_ABOUT THIS TASK_: Using the entries below, write out the line with "pixel 374 174", the line with "Target: fencing bag on floor", and every line in between, exactly as each is written.

*** EXTRACTED RECORDS ***

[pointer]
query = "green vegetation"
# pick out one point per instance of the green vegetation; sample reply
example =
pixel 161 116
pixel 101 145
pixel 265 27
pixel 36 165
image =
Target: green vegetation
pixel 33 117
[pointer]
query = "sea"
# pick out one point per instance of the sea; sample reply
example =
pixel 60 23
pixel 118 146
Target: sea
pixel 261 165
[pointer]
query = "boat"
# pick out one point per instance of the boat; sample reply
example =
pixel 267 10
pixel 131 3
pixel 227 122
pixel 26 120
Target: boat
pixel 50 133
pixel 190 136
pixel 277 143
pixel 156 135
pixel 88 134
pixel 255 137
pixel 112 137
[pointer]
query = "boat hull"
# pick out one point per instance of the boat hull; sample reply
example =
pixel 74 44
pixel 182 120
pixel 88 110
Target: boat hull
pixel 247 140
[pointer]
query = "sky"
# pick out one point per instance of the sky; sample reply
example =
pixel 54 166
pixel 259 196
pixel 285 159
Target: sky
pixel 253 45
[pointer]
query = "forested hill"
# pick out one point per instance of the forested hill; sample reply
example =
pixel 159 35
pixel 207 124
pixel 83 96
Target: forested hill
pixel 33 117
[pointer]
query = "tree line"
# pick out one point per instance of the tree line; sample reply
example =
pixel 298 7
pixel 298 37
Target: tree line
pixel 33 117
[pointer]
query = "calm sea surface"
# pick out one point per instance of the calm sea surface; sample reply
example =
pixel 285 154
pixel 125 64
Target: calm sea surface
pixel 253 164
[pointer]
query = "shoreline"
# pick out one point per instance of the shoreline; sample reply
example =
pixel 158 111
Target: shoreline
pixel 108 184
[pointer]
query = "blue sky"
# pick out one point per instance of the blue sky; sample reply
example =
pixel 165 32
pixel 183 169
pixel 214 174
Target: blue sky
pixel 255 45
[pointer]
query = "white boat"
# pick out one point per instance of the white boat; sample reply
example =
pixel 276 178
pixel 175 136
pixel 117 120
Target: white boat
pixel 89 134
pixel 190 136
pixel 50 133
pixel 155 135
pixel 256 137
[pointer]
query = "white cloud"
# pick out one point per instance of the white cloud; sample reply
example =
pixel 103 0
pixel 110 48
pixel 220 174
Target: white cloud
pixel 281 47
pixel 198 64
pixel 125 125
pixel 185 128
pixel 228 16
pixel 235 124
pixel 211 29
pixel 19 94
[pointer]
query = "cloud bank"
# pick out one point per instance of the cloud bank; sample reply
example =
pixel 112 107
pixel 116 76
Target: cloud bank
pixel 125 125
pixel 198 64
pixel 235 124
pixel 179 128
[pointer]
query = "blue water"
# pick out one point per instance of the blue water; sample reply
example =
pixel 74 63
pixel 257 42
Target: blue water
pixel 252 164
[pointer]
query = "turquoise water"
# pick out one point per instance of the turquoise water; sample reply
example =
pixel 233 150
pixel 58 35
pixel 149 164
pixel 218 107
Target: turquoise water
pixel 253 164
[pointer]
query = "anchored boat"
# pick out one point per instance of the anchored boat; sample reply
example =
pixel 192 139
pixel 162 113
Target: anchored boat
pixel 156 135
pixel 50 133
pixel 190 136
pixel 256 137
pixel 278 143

***
*** EXTRACTED RECORDS ***

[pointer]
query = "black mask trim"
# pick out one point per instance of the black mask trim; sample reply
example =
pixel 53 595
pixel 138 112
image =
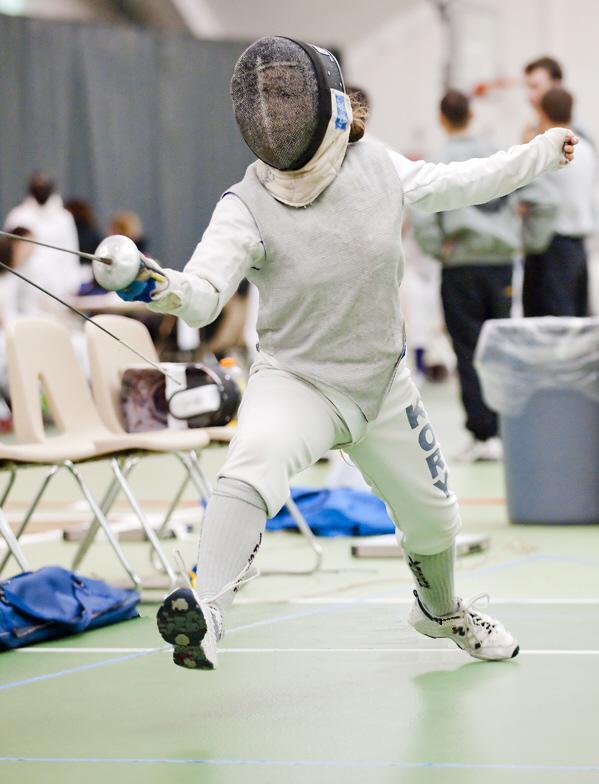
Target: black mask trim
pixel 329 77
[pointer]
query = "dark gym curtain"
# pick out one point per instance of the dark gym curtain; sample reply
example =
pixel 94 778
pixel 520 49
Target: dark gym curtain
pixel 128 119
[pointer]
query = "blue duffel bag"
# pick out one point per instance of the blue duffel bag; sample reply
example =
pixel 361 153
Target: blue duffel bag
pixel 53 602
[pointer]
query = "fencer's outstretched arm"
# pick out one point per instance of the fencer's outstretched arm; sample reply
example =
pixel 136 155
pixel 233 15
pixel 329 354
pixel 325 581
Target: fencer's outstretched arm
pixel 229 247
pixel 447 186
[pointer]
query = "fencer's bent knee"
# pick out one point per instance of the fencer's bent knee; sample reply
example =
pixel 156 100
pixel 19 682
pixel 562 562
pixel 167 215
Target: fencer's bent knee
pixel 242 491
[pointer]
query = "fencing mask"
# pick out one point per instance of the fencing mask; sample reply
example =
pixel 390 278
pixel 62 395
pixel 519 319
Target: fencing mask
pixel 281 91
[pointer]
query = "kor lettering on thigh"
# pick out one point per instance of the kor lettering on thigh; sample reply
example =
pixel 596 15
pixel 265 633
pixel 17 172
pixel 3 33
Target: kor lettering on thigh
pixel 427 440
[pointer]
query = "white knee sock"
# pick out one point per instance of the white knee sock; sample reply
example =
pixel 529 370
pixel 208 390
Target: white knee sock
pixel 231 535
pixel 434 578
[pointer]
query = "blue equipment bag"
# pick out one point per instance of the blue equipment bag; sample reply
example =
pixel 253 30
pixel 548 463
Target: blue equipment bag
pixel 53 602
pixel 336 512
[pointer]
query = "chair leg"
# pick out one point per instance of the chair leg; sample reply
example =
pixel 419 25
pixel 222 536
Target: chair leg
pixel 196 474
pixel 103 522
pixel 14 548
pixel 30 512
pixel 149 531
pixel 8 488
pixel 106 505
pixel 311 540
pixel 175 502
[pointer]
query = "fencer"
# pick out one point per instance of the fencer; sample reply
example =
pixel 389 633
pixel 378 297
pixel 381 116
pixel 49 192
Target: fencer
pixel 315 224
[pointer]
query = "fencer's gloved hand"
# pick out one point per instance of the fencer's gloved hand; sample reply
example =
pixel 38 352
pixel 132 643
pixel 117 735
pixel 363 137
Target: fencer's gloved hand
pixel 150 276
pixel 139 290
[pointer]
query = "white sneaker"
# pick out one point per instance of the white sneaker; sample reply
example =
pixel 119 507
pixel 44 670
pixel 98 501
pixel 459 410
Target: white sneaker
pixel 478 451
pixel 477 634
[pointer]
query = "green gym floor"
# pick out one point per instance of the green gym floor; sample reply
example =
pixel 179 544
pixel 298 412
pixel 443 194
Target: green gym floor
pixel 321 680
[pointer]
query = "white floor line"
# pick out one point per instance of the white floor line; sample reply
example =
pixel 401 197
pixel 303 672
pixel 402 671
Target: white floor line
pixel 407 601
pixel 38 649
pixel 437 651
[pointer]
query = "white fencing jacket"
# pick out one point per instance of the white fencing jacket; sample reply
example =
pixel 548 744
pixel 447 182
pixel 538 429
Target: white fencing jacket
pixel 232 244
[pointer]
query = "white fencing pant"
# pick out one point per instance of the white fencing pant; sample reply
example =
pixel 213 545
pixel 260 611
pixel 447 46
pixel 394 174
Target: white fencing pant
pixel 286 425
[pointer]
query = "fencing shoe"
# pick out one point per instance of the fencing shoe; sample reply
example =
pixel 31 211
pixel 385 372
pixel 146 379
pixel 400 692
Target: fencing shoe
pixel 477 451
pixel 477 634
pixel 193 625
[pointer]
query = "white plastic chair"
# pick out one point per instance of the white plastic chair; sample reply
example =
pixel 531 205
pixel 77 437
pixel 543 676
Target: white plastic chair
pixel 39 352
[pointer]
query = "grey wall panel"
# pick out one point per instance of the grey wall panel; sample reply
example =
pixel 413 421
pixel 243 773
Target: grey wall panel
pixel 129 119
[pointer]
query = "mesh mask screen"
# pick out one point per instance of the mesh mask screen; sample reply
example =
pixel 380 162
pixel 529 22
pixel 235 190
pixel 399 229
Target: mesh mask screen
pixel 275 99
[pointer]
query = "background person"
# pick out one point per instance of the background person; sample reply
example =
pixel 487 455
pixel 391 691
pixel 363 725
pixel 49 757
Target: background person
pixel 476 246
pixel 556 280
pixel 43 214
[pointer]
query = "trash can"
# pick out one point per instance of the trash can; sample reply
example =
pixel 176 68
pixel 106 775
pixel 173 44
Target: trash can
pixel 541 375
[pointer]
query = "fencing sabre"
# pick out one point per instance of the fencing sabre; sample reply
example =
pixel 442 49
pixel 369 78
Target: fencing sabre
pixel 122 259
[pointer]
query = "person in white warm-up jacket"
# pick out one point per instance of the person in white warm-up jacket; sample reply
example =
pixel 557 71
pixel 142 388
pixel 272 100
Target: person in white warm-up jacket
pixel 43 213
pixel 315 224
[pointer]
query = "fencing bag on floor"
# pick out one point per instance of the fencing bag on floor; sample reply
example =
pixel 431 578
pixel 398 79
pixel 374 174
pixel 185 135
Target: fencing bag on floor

***
*** EXTRACTED RECORDS ***

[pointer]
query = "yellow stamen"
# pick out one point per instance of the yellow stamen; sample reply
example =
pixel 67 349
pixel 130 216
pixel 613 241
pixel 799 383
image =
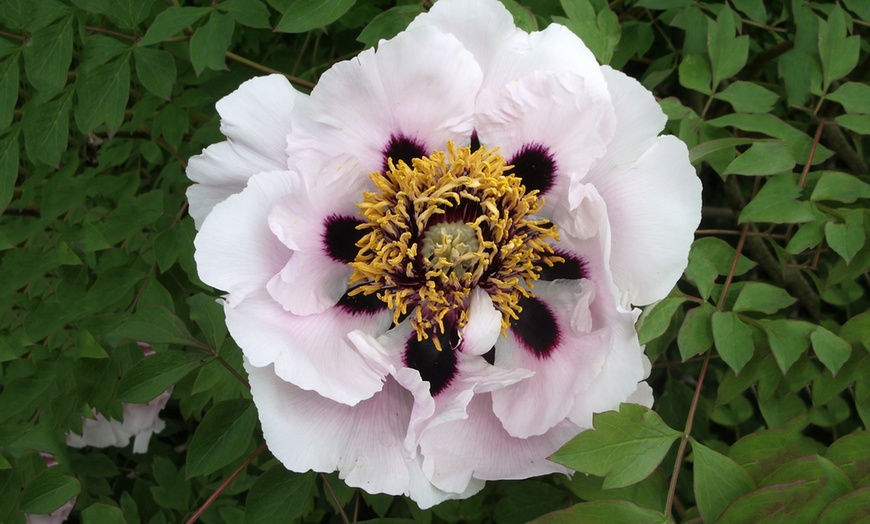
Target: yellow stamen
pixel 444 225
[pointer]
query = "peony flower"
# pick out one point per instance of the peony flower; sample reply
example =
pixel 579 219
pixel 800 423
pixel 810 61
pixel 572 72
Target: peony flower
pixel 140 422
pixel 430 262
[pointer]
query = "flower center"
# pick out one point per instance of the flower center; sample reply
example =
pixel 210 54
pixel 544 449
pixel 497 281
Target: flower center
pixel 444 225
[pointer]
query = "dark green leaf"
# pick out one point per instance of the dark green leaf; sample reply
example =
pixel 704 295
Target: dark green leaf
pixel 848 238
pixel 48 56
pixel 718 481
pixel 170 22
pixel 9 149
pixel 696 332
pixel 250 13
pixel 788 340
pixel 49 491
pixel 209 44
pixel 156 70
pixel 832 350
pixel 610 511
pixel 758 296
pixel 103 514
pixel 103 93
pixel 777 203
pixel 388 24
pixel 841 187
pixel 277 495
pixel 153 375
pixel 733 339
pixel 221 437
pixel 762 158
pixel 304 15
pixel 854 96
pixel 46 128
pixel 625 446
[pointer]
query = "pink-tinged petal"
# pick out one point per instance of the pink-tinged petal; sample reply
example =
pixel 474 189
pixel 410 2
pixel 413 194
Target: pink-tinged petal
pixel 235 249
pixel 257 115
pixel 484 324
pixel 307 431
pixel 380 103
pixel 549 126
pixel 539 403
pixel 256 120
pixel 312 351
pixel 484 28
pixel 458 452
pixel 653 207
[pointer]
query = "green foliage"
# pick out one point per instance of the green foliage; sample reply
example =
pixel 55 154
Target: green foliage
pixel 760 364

***

_ANSWER BELOW_:
pixel 374 174
pixel 185 135
Target: fencing bag on floor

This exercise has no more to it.